─── Task material
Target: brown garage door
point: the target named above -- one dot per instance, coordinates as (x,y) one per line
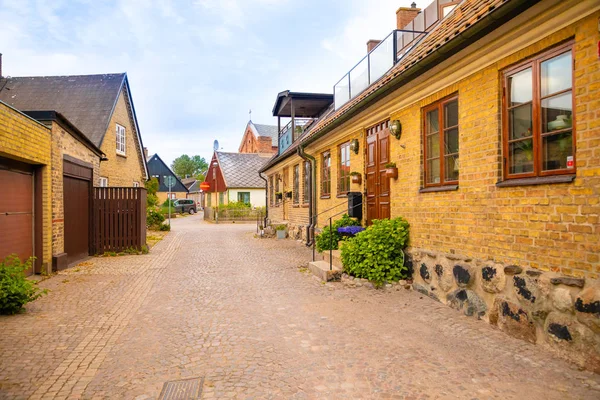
(76,191)
(16,212)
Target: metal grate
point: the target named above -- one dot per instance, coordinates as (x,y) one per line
(184,389)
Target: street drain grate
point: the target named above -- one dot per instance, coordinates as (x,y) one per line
(184,389)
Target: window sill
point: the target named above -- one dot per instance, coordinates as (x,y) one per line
(536,180)
(447,188)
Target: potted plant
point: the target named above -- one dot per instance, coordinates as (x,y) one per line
(391,171)
(281,231)
(356,177)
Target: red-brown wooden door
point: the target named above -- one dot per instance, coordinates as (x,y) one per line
(378,185)
(16,214)
(77,217)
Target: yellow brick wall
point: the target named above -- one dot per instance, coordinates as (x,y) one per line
(26,140)
(122,170)
(549,227)
(63,143)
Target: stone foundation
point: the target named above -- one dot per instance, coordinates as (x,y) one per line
(557,312)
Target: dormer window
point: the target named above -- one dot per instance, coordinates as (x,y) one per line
(120,131)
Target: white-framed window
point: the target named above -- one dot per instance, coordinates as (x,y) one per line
(120,130)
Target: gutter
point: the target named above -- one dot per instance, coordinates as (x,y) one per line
(310,229)
(266,199)
(490,22)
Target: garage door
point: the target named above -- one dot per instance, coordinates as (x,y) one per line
(76,191)
(16,212)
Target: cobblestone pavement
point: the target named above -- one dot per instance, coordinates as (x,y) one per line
(212,301)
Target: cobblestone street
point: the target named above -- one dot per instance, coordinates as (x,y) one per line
(212,301)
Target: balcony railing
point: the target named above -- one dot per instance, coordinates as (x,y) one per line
(375,64)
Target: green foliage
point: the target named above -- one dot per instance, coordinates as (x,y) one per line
(328,240)
(154,218)
(151,189)
(15,289)
(377,252)
(194,166)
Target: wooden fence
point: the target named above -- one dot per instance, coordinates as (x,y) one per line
(118,219)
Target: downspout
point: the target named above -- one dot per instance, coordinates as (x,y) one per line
(266,199)
(312,204)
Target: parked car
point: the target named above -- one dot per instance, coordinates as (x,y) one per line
(185,205)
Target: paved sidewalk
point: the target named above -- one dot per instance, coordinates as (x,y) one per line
(212,301)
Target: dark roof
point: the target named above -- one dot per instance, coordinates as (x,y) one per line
(87,101)
(240,170)
(469,15)
(268,130)
(55,116)
(306,105)
(156,166)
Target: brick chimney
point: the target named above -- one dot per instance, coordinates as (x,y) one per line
(405,14)
(371,44)
(264,144)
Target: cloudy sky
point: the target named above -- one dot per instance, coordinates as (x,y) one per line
(195,66)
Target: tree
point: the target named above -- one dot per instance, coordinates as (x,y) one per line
(185,165)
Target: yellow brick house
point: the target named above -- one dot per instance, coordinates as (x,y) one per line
(490,112)
(100,106)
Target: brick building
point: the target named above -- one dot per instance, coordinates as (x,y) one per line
(259,138)
(491,118)
(100,106)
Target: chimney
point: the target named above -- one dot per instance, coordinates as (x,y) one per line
(371,44)
(405,14)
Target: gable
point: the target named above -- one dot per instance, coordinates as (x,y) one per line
(157,168)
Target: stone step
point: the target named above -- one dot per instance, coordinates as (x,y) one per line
(321,270)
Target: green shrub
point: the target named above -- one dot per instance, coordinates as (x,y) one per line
(327,240)
(154,218)
(377,252)
(15,289)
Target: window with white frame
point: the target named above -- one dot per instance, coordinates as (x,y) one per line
(120,139)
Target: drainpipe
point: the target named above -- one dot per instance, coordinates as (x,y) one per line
(266,199)
(312,203)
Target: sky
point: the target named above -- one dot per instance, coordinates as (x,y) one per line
(196,67)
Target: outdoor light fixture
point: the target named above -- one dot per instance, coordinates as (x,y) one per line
(354,145)
(396,128)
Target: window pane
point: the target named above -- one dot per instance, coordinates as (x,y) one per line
(451,168)
(520,85)
(451,114)
(557,112)
(433,145)
(433,171)
(433,121)
(451,141)
(520,122)
(521,156)
(557,74)
(557,151)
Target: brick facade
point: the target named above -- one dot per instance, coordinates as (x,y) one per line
(26,140)
(542,233)
(64,143)
(122,170)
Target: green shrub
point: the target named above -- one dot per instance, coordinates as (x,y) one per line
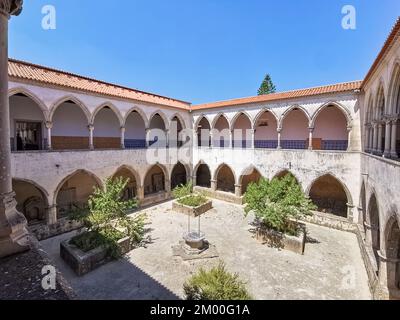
(106,221)
(216,284)
(193,200)
(182,191)
(278,204)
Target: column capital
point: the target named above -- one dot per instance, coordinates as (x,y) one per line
(11,7)
(49,125)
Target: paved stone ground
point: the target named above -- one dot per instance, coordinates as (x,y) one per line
(151,272)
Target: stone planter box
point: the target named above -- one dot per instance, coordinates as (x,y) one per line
(84,262)
(280,240)
(192,211)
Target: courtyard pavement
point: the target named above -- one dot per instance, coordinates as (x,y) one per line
(331,267)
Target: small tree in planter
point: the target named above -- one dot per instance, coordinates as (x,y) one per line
(278,205)
(106,221)
(215,284)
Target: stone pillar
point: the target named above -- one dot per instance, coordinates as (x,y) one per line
(349,131)
(52,215)
(167,137)
(279,138)
(393,151)
(49,126)
(388,132)
(13,232)
(123,137)
(91,129)
(213,185)
(253,134)
(238,190)
(375,139)
(380,135)
(147,137)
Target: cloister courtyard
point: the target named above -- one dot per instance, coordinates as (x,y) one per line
(331,268)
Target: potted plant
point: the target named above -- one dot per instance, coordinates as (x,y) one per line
(189,203)
(108,232)
(278,206)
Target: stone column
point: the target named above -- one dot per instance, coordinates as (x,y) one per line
(52,215)
(393,151)
(13,232)
(213,185)
(279,138)
(349,131)
(147,137)
(91,129)
(238,190)
(310,137)
(380,135)
(388,132)
(123,137)
(49,126)
(375,138)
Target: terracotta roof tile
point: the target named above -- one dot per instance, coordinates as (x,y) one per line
(335,88)
(394,34)
(28,71)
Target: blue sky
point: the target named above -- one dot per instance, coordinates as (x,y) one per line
(208,50)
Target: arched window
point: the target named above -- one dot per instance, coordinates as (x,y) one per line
(27,124)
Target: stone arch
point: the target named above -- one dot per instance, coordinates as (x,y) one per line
(203,175)
(155,180)
(266,130)
(241,125)
(73,99)
(202,124)
(294,125)
(179,175)
(32,200)
(113,108)
(74,191)
(134,183)
(374,227)
(107,122)
(27,117)
(330,195)
(330,125)
(392,248)
(221,131)
(140,112)
(249,175)
(225,178)
(394,90)
(29,94)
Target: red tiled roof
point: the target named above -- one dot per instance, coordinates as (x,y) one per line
(28,71)
(385,49)
(335,88)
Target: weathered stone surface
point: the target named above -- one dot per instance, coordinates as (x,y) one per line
(192,211)
(280,240)
(84,262)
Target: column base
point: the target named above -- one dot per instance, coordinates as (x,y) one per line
(14,237)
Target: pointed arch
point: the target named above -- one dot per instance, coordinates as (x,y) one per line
(112,108)
(163,117)
(29,94)
(288,111)
(73,99)
(180,118)
(330,195)
(139,112)
(238,115)
(339,106)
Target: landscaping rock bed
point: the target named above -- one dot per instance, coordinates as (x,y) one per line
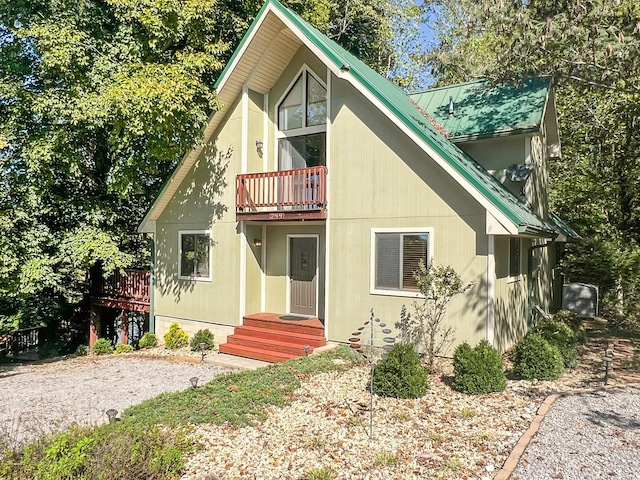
──────
- _To do_:
Put these lines into a JSON list of strings, one string per line and no blank lines, covering every line above. Leave the pictures out of the answer.

- _Exercise solution_:
[
  "Target: brown garage door",
  "point: the target named above -- one dot per instance, coordinates as (x,y) one per line",
  "(76,191)",
  "(16,212)",
  "Target: metal grate",
  "point: the target named above -- one dot per instance, coordinates as (x,y) one per line",
  "(184,389)",
  "Target: street drain grate",
  "point: the target named above -- one dot per instance, coordinates as (x,y) one per line",
  "(184,389)",
  "Target: window sill",
  "point: the target named above -- one dot per instance, coordinates as (x,y) one per line",
  "(536,180)",
  "(447,188)",
  "Target: potted plant",
  "point: the target named above -- one dot per instance, coordinates as (x,y) one per line",
  "(391,171)",
  "(281,231)",
  "(356,177)",
  "Target: red-brown wooden door",
  "point: the target named above -- one dot per instance, coordinates as (x,y) one per line",
  "(378,185)",
  "(16,214)",
  "(77,217)",
  "Target: yellow brick wall",
  "point: the target named above -- one dot per instance, coordinates as (x,y) one per line",
  "(26,140)",
  "(122,170)",
  "(549,227)",
  "(63,143)",
  "Target: stone foundation",
  "point: the target named above -- one dot per instance, coordinates as (x,y) one per line",
  "(557,312)",
  "Target: dormer window",
  "point: the target named above -- one dot per instance, coordinates as (x,y) one per line",
  "(120,131)",
  "Target: white-framed window",
  "point: the target named above -- one dot per instance, coordinates as (x,y) one per line",
  "(120,130)",
  "Target: gutter",
  "point: the target named above -- one dot per instance, coordinates as (x,y) one per line",
  "(310,229)",
  "(266,199)",
  "(490,22)",
  "Target: garage door",
  "point: the target named above -- one dot per instance, coordinates as (x,y) one per line",
  "(76,191)",
  "(16,212)",
  "Target: cobblestone pavement",
  "point: the target named above -- one dot per instance, coordinates as (x,y) one per line",
  "(212,301)",
  "Target: cobblestone street",
  "point: the target named above -- one dot per instance, coordinates as (x,y) one per line",
  "(212,301)",
  "Target: balcony railing",
  "point: the target named above -- one dot per instance, coordinates as (x,y) one per line",
  "(375,64)",
  "Target: green foliage",
  "point: the target named above -- one dot per instance, coordinates as (x,y) one per line",
  "(328,240)",
  "(154,218)",
  "(151,189)",
  "(15,289)",
  "(377,252)",
  "(194,166)",
  "Target: wooden fence",
  "point: the target named above -- one dot per instance, coordinates as (x,y) one per line",
  "(118,219)",
  "Target: downspout",
  "point: the target named above -- one dot per instance, coordinates as (x,y) one per line",
  "(266,199)",
  "(312,204)",
  "Target: parked car",
  "point: the target named above -- one dot per instance, coordinates as (x,y) one per line",
  "(185,205)",
  "Target: paved sidewalk",
  "point: the target named above -- one dot per instance, coordinates as (x,y) one per line",
  "(212,301)",
  "Target: dark roof",
  "point: the target named above -- one dot per instance, coordinates as (x,y) one per line",
  "(87,101)",
  "(240,170)",
  "(469,15)",
  "(268,130)",
  "(55,116)",
  "(306,105)",
  "(156,166)",
  "Target: brick chimney",
  "point: the target named above -- one dot per instance, coordinates as (x,y) one per line",
  "(405,14)",
  "(371,44)",
  "(264,144)",
  "Target: cloudy sky",
  "point: the target named above -- one dot per instance, coordinates as (x,y) one per line",
  "(195,66)",
  "Target: tree",
  "point: the target named above -- one dot per instance, coordinates as (x,y) one per line",
  "(185,165)",
  "Target: yellow brick house",
  "point: the target named above -- one dot per instance, coordinates as (x,y) one per line",
  "(490,112)",
  "(100,106)",
  "Target: brick building",
  "point: the target named above -- one dot per instance, coordinates as (x,y) one per line",
  "(259,138)",
  "(491,118)",
  "(100,106)",
  "Target: chimney",
  "point: the target named above -- one dot per instance, coordinates as (x,y) one per line",
  "(371,44)",
  "(405,14)",
  "Target: gable",
  "point: the target named above -- one dot per instance, coordinates as (x,y) one per line",
  "(157,168)",
  "Target: stone step",
  "point: the target named above -- one dot per instance, coordinates as (x,y) one per line",
  "(321,270)",
  "Target: green shrub",
  "point: the target named above -- one dot per instance, coordinates as (x,y) one per line",
  "(327,240)",
  "(154,218)",
  "(377,252)",
  "(15,289)",
  "Target: window with white frame",
  "point: the target named above -- one dot per instance, coordinates as (x,y) one per line",
  "(120,139)",
  "Target: drainpipe",
  "point: the target named above -- one dot per instance, coordinates as (x,y) one per line",
  "(266,199)",
  "(312,203)",
  "Target: sky",
  "point: the target named above -- one dot per instance, coordinates as (x,y) one per line",
  "(196,67)",
  "Target: outdoor light fixture",
  "point: the target named above -- one dot per instance, coordinates as (x,y) one per line",
  "(354,145)",
  "(396,128)",
  "Target: window pane",
  "point: the target named above -- one dot per instance, coordinates as (x,y) one per line",
  "(451,168)",
  "(520,85)",
  "(451,114)",
  "(557,112)",
  "(433,145)",
  "(433,171)",
  "(433,121)",
  "(451,141)",
  "(520,122)",
  "(521,156)",
  "(557,74)",
  "(557,151)",
  "Target: brick facade",
  "point: the target named above -- one dot per instance, coordinates as (x,y) one per line",
  "(26,140)",
  "(542,233)",
  "(64,143)",
  "(122,170)",
  "Target: green shrub",
  "point: the target named above -- one dot per instance, coordinates as (x,y) one per line",
  "(106,221)",
  "(216,284)",
  "(193,200)",
  "(182,191)",
  "(278,204)",
  "Target: column capital",
  "point: the target named above -- one dot per instance, coordinates as (x,y) one per line",
  "(11,7)",
  "(49,125)",
  "Target: paved stone ground",
  "point: the target named above -- one dot per instance, coordinates as (x,y) one per line",
  "(151,272)",
  "Target: stone planter box",
  "point: the target named above -- one dot per instance, coordinates as (x,y) one per line",
  "(84,262)",
  "(280,240)",
  "(192,211)",
  "Target: courtyard pavement",
  "point: the target named above -- one dot per instance, coordinates as (x,y) one per line",
  "(331,267)",
  "Target: small tree in planter",
  "point: the target named above -- one dot per instance, coordinates as (x,y) one per line",
  "(278,205)",
  "(106,221)",
  "(215,284)",
  "Target: stone pillar",
  "point: the target named above -- one dot per instance, coordinates as (x,y) one per line",
  "(349,131)",
  "(52,215)",
  "(167,137)",
  "(279,138)",
  "(393,151)",
  "(49,126)",
  "(388,132)",
  "(13,232)",
  "(123,137)",
  "(91,129)",
  "(213,185)",
  "(253,134)",
  "(238,190)",
  "(375,139)",
  "(380,135)",
  "(147,137)",
  "Target: cloister courtyard",
  "point: the target named above -- one dot per instance, coordinates as (x,y) one per line",
  "(331,268)",
  "Target: potted plant",
  "point: the target named above -- one dot per instance, coordinates as (x,y) one per line",
  "(189,203)",
  "(108,232)",
  "(278,206)",
  "Target: stone column",
  "point: the target named above -- one dot per instance, coordinates as (x,y) one per line",
  "(52,215)",
  "(393,151)",
  "(13,232)",
  "(213,185)",
  "(279,138)",
  "(349,131)",
  "(147,137)",
  "(91,129)",
  "(238,190)",
  "(310,137)",
  "(380,135)",
  "(388,132)",
  "(123,137)",
  "(49,126)",
  "(375,138)",
  "Target: terracotta roof tile",
  "point: the target named above -- one dot per instance, coordinates as (x,y) one per line",
  "(335,88)",
  "(394,34)",
  "(28,71)",
  "Target: blue sky",
  "point: the target named above -- one dot per instance, coordinates as (x,y) one per line",
  "(208,50)",
  "Target: arched window",
  "point: the target named above -- one dot per instance, coordinates as (x,y) one per line",
  "(27,124)",
  "Target: stone arch",
  "point: the target named above -- one dot per instance, coordinates as (x,y) one per line",
  "(203,175)",
  "(155,180)",
  "(266,130)",
  "(241,125)",
  "(73,99)",
  "(202,124)",
  "(294,125)",
  "(179,175)",
  "(32,200)",
  "(113,108)",
  "(74,191)",
  "(134,183)",
  "(374,227)",
  "(107,122)",
  "(27,117)",
  "(330,195)",
  "(330,125)",
  "(392,248)",
  "(221,131)",
  "(140,112)",
  "(249,175)",
  "(225,178)",
  "(394,90)",
  "(29,94)",
  "Target: red tiled roof",
  "point: the target named above -- one dot per instance, coordinates as (x,y) one per line",
  "(28,71)",
  "(385,49)",
  "(335,88)",
  "Target: weathered stone surface",
  "point: the target named above -- one dot per instance, coordinates as (x,y) one per line",
  "(192,211)",
  "(280,240)",
  "(84,262)",
  "Target: column base",
  "point: the target named above -- one dot per instance, coordinates as (x,y) one per line",
  "(14,237)",
  "Target: pointed arch",
  "point: the target named above -- one dot per instance, coordinates as (x,y) one per line",
  "(112,108)",
  "(163,117)",
  "(29,94)",
  "(288,111)",
  "(73,99)",
  "(180,118)",
  "(330,195)",
  "(139,112)",
  "(238,115)",
  "(339,106)",
  "Target: landscaping rock bed",
  "point: the target named above -- one dot per instance, coordinates as (x,y) one per line"
]